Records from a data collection

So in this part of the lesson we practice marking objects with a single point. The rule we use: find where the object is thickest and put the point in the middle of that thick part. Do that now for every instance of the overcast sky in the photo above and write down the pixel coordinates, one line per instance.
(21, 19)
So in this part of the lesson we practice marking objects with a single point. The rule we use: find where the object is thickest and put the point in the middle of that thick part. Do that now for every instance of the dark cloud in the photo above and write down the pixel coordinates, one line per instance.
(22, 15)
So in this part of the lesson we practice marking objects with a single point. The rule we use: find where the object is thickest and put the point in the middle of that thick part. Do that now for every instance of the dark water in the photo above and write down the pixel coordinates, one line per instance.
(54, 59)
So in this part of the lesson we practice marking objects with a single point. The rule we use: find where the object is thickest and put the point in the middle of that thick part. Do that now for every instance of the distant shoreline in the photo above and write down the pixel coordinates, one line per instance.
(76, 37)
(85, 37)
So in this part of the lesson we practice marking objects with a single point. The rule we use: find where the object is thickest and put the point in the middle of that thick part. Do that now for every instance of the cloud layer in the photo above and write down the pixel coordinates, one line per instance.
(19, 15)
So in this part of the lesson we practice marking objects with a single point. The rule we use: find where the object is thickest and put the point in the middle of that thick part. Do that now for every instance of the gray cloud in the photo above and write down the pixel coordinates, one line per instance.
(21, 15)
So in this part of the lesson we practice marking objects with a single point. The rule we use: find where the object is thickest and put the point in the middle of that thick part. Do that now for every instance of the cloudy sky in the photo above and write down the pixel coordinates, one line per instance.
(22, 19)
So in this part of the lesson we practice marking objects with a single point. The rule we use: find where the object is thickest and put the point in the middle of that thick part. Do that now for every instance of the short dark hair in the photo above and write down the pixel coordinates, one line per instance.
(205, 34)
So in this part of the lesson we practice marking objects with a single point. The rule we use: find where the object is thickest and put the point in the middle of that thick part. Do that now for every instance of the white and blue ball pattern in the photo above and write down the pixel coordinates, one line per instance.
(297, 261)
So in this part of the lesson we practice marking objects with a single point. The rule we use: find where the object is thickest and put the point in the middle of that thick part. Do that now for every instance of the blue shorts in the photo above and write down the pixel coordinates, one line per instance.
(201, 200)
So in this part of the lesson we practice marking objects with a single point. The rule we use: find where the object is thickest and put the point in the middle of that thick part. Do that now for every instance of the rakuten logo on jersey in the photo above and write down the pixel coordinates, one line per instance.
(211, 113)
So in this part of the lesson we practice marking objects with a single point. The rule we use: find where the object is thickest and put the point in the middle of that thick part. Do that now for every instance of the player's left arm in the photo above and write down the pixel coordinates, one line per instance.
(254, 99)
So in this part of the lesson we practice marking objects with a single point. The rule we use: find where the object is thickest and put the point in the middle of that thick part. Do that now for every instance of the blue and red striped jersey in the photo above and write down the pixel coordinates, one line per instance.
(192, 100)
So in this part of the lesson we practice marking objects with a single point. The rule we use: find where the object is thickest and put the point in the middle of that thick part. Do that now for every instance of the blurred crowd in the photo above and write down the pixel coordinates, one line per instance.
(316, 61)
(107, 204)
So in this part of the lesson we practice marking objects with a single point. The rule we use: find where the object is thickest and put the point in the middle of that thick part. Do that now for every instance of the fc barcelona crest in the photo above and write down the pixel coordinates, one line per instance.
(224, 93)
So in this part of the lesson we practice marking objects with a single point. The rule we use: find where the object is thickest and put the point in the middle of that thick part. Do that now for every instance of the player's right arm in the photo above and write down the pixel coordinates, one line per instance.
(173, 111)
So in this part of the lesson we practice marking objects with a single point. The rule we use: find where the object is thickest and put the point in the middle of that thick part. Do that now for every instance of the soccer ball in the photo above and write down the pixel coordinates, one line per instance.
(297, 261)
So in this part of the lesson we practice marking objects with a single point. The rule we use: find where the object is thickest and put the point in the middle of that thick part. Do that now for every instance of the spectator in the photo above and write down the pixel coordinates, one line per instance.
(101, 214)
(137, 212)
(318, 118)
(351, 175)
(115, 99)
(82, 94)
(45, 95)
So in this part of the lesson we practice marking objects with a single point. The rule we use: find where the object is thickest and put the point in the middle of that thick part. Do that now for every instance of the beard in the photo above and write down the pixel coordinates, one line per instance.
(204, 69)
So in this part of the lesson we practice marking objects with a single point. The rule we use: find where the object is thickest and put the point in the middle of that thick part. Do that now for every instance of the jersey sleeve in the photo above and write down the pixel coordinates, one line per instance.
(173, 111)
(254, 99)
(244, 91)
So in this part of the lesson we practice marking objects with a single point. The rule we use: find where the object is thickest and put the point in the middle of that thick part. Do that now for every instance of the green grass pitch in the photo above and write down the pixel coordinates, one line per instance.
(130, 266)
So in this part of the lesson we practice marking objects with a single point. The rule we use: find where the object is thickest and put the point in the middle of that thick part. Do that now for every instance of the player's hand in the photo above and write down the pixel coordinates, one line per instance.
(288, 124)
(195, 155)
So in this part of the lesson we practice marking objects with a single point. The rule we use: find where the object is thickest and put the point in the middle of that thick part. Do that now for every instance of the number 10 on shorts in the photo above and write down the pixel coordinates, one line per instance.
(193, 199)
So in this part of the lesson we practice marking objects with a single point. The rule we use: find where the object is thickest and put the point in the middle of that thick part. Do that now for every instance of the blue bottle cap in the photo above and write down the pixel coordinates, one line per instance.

**Exercise**
Rewrite all of the entries above with "thickest" swapped for "widest", leaving everything else unchanged.

**Solution to this problem**
So in this part of the lesson we practice marking objects with a single point. The rule we use: find where the object is widest and put the point in the middle of that thick part. Do that now for every instance of the overcast sky in the photo above and write down the pixel coordinates, one line per instance.
(21, 19)
So in this part of the lesson we practice marking objects with a single point. The rule we use: find where the object is widest and put the point in the middle of that thick part. Do that now for every instance of the dark cloud in the photo above and write down the pixel coordinates, one line per instance.
(22, 15)
So in this part of the lesson we practice marking objects with a single point. The rule we use: find where the object is widest and put the point in the middle of that thick part. Do that now for every instance of the dark water in the photo above and write down the pixel coordinates, one line per instance.
(54, 59)
So in this part of the lesson we practice marking objects with a single point. The rule we use: find where the object is widest and put the point in the middle of that thick part. Do that now for every instance of the distant shoreline in the photo above and write down the pixel coordinates, one line per instance.
(76, 37)
(85, 37)
So in this part of the lesson we practice marking objects with a single point. The rule we use: find where the object is widest and put the point in the middle of that thick part. Do that now for every instance of the cloud layer in the photo above and write down the pixel coordinates, one line per instance.
(19, 15)
So in this part of the lesson we practice marking objects with a single point. The rule we use: find where the object is widest and put the point in the middle of that thick part. Do that now for every instance of the gray cloud in the photo above and write down the pixel coordinates, one line per instance.
(21, 15)
So in this part of the lesson we practice marking objects with a single point. The rule we use: find where the object is widest and put the point in the middle of that thick part. Do that now for every instance of the cloudy sky in the photo above and write down the pixel coordinates, one line per instance.
(22, 19)
So in this part of the lesson we practice marking objects with a single point. The rule we use: find where the object is widest and put the point in the middle of that thick part. Do that now for every instance of the short dark hair in the photo above and write down the pixel coordinates, one line per instance.
(205, 34)
So in this part of the lesson we practice marking objects with a single point. The rule we use: find where the object is widest and put the point in the middle of that thick part. Do that now for every instance of the white and blue ball pattern in the photo above and write down the pixel coordinates, one line per instance.
(297, 261)
So in this part of the lesson we practice marking objects with a single point. The rule we use: find where the object is widest and put the point in the middle of that thick part. Do that now for every instance of the blue shorts in the photo above and write down the pixel coordinates, one line per instance.
(201, 200)
So in this part of the lesson we practice marking objects with a single point. The rule we use: find where the object is widest and put the point in the middle of that thick part. Do that now for every instance of the rakuten logo on jersey in the photo above and write down the pixel coordinates, one line per instance.
(211, 113)
So in this part of the lesson we practice marking objects with a single point. The rule we use: find where the object is widest and put the point in the middle of that thick part. Do that now for every instance of the player's left arm in the photo above and write down the pixel coordinates, one line per instance.
(254, 99)
So in this part of the lesson we practice marking objects with a single point. The rule we use: find where the object is widest and put the point in the middle of that thick part. Do that now for every instance of the blue and red striped jersey in the photo above and write down the pixel coordinates, one line per instance.
(192, 100)
So in this part of the lesson we practice marking objects with a single point. The rule we use: find where the object is widest and put the point in the middle of that thick part. Do that now for every instance of the blurred crowd in the photo above and write down the pixel coordinates, one line per instance.
(316, 61)
(107, 204)
So in this part of the lesson we practice marking objects with a single point. The rule we use: find where the object is widest and put the point in the middle of that thick part. Do that now for every instance of the fc barcelona crest in the photo above and write down the pixel coordinates, one line per instance.
(224, 93)
So in this part of the lesson we practice marking objects with a single point. The rule we use: find where the object is widest and put the point in the middle of that thick part. Do that now for every instance of the player's right arm in the photo above and write down the pixel coordinates, one line per instance.
(173, 111)
So in this part of the lesson we practice marking objects with a single point. The rule we use: find where the object is widest and put the point in the middle of that thick part. Do that now for every instance of the soccer ball in the photo above and write down the pixel coordinates, one line per instance.
(297, 261)
So in this part of the lesson we practice marking objects with a single point. The rule we use: find where the object is widest and put the point in the middle of that thick part. Do that now for every instance of the spectator in the photo above and write down the pixel coordinates, one line per instance.
(101, 214)
(137, 212)
(318, 118)
(351, 175)
(115, 99)
(82, 94)
(45, 95)
So in this part of the lesson we practice marking objects with a single point. The rule we use: find where the object is widest and put the point in the middle of that thick part. Do that now for every instance of the beard in the photo above and write down the pixel coordinates, one line per instance.
(204, 69)
So in this part of the lesson we practice marking objects with a single point. The rule we use: find where the object is widest and put the point in the middle of that thick part. Do that now for every instance of the jersey sleeve in the photo above and write down the pixel coordinates, one line per instance.
(173, 111)
(254, 99)
(244, 91)
So in this part of the lesson we practice marking objects with a single point. The rule we use: find where the object is widest and put the point in the middle of that thick part. Do that now for every instance of the green grass pitch in the photo above and write down the pixel coordinates, one line per instance.
(130, 266)
So in this part of the lesson we practice marking objects with a single point. The rule we use: find where the object is widest and put the point in the middle of that thick part. Do that now for every instance of the player's hand in the photo above and write down the pixel coordinates, one line per instance.
(288, 124)
(195, 155)
So in this part of the lesson we practice marking objects with a single point. The rule we use: find where the object is widest and put the point in the middle of that thick part. Do that now for every instance of the number 10 on shorts in the photo above and write down the pixel coordinates, one line per instance.
(193, 199)
So in this part of the lesson we practice marking objects with a single point. The rule we use: find where the object is widest and put the point in the middle of that thick part. Do that now for every instance of the blue bottle cap in the photo above and write down the pixel coordinates, one line per instance.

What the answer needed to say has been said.